Saved entries:
Start of Block
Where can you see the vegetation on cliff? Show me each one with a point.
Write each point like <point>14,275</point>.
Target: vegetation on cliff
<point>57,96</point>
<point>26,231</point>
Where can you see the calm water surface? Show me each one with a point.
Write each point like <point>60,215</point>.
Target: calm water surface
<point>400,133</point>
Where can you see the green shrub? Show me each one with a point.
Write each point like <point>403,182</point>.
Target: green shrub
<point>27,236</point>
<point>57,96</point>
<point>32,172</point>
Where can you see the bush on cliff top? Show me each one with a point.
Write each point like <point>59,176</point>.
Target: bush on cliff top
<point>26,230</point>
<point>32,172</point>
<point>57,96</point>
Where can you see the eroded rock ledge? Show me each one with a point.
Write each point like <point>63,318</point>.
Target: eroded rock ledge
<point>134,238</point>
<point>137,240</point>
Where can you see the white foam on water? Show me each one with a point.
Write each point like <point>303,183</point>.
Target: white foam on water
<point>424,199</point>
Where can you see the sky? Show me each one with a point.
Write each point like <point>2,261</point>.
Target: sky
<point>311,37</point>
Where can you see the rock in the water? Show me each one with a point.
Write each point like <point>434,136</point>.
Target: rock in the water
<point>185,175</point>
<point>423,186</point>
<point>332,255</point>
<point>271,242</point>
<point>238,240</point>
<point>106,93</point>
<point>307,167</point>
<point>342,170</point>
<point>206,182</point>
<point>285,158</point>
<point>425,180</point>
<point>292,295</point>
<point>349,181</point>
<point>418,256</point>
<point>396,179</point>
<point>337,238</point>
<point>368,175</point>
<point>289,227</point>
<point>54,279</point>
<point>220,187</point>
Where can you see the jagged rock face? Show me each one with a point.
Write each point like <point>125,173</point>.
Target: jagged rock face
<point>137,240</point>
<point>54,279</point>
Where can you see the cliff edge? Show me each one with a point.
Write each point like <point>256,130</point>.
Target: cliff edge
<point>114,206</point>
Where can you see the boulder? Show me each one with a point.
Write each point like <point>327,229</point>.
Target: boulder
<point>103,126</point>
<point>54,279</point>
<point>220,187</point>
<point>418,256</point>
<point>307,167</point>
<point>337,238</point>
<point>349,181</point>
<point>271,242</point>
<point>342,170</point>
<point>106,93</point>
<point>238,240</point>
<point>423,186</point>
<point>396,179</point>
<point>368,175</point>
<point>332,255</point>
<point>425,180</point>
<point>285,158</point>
End of Block
**What is expected**: Transcribe the records in full, so that each line reads exactly as before.

**Solution to this problem**:
Where can you see the vegetation on cliff? Show me each one with a point.
Write each point like <point>14,275</point>.
Target: vegetation on cliff
<point>57,96</point>
<point>26,231</point>
Where can you see the calm water surface? Show me each one with a point.
Write each point like <point>60,215</point>.
Target: calm water surface
<point>400,133</point>
Where can you see the green shrub? Show me each one with a point.
Write each point like <point>403,182</point>.
Target: green shrub
<point>27,236</point>
<point>57,96</point>
<point>32,172</point>
Where can you see the bush on cliff top? Show me each one with a point.
Write each point like <point>59,176</point>.
Target: bush on cliff top
<point>26,230</point>
<point>32,172</point>
<point>57,96</point>
Where can you see the eroded rock ledge? Show me each one with a point.
Write each point like <point>63,318</point>.
Target: eroded rock ledge
<point>134,238</point>
<point>137,240</point>
Where can you see the white foam on water? Show me each one with a point.
Write each point like <point>303,183</point>.
Target: white foam on water
<point>424,199</point>
Where can you see the sky? Show me each one with a point.
Write each point like <point>2,261</point>.
Target: sky
<point>311,37</point>
Where can you see the rock in the water? Show me each one with a point.
Write each point like <point>434,136</point>.
Target: rock in the water
<point>185,175</point>
<point>423,186</point>
<point>332,255</point>
<point>271,242</point>
<point>238,240</point>
<point>106,93</point>
<point>307,167</point>
<point>342,170</point>
<point>206,182</point>
<point>285,158</point>
<point>425,180</point>
<point>292,295</point>
<point>349,181</point>
<point>418,256</point>
<point>396,179</point>
<point>337,238</point>
<point>368,175</point>
<point>289,227</point>
<point>54,279</point>
<point>220,187</point>
Where can you see the jagged rock face? Show me each one with a point.
Write each point like <point>125,173</point>.
Target: jagged rock face
<point>137,240</point>
<point>54,279</point>
Where can you see the cliff edge? Show me each one with a point.
Write each point like <point>256,130</point>.
Target: cliff edge
<point>114,206</point>
Where can you see the boulder? Show me each one with a point.
Write each point like <point>327,229</point>.
Target: boulder
<point>103,126</point>
<point>54,279</point>
<point>220,187</point>
<point>418,256</point>
<point>307,167</point>
<point>337,238</point>
<point>349,181</point>
<point>271,242</point>
<point>342,170</point>
<point>106,93</point>
<point>238,240</point>
<point>423,186</point>
<point>396,179</point>
<point>368,175</point>
<point>332,255</point>
<point>425,180</point>
<point>285,158</point>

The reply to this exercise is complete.